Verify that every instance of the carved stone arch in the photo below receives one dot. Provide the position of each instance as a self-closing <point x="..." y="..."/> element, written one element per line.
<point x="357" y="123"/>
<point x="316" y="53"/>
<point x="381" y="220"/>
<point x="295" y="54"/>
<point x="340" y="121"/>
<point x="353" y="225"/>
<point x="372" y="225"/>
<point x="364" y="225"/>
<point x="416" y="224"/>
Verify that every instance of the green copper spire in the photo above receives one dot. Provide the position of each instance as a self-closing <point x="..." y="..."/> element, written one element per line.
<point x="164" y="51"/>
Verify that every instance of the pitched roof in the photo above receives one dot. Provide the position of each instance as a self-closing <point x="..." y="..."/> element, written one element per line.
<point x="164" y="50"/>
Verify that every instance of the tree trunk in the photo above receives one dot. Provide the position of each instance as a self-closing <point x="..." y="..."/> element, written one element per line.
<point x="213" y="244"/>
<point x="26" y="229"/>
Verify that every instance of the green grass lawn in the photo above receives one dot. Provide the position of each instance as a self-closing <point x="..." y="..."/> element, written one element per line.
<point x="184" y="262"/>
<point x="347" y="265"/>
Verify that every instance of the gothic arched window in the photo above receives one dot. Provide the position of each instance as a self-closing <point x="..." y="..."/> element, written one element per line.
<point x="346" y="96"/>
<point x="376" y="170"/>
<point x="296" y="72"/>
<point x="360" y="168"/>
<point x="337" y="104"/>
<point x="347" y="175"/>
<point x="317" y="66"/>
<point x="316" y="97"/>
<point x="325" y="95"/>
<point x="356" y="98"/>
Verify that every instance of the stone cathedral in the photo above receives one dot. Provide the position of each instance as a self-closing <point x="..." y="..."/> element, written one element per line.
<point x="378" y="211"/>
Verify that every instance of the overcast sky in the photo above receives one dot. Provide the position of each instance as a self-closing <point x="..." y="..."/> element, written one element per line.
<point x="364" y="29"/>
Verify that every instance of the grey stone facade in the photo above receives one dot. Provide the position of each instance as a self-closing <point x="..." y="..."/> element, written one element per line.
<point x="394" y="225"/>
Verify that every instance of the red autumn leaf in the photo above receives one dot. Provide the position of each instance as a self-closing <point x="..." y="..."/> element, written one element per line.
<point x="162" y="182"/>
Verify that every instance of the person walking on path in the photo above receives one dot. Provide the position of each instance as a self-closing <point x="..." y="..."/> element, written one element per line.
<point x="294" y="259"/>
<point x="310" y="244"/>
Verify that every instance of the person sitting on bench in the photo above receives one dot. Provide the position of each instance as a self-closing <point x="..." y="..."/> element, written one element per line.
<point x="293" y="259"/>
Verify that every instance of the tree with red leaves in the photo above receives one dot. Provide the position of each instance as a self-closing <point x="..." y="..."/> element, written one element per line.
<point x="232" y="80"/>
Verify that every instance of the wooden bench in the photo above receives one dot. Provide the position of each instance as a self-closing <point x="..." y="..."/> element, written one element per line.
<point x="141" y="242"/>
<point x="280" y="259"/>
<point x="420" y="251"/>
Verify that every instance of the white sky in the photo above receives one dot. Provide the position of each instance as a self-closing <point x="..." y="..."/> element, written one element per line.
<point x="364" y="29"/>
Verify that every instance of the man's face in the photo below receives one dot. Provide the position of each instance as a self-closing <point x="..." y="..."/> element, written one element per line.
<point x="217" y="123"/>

▬▬▬▬▬▬

Aim of the task:
Rewrite every line of the items above, from the line with "Verify that every instance of the person sitting" up to and including the last line of the items, keeping the requests as they are. In the answers, multiply each x and y coordinate by 0.65 and round it to a whole number, with halves rounded up.

Answer to the exercise:
Verify that every instance of the person sitting on bench in the photo above receives one dot. Provide the position of each instance as a self-closing <point x="..." y="..."/> element, written one element per line.
<point x="190" y="168"/>
Verify that every instance of the tree with red leaves in the photo above receives one dot. Provide the position of each instance as a self-closing <point x="..." y="..."/> element, written one element per line.
<point x="151" y="52"/>
Verify that every instance of the wooden bench in the photo above receives one dot. Provide the position of each instance as a self-closing <point x="..." y="..."/> element, written one element per line.
<point x="92" y="157"/>
<point x="182" y="168"/>
<point x="273" y="163"/>
Verify that every instance of the white sky in the photo above receives one dot. Provide the position of each instance as a self-closing <point x="..." y="..."/> element, written one element per line.
<point x="237" y="19"/>
Verify that every instance of the man's face in the photo below receives one dot. Provide the position of each instance as a self-closing <point x="..." y="..."/> element, written one element per line.
<point x="141" y="80"/>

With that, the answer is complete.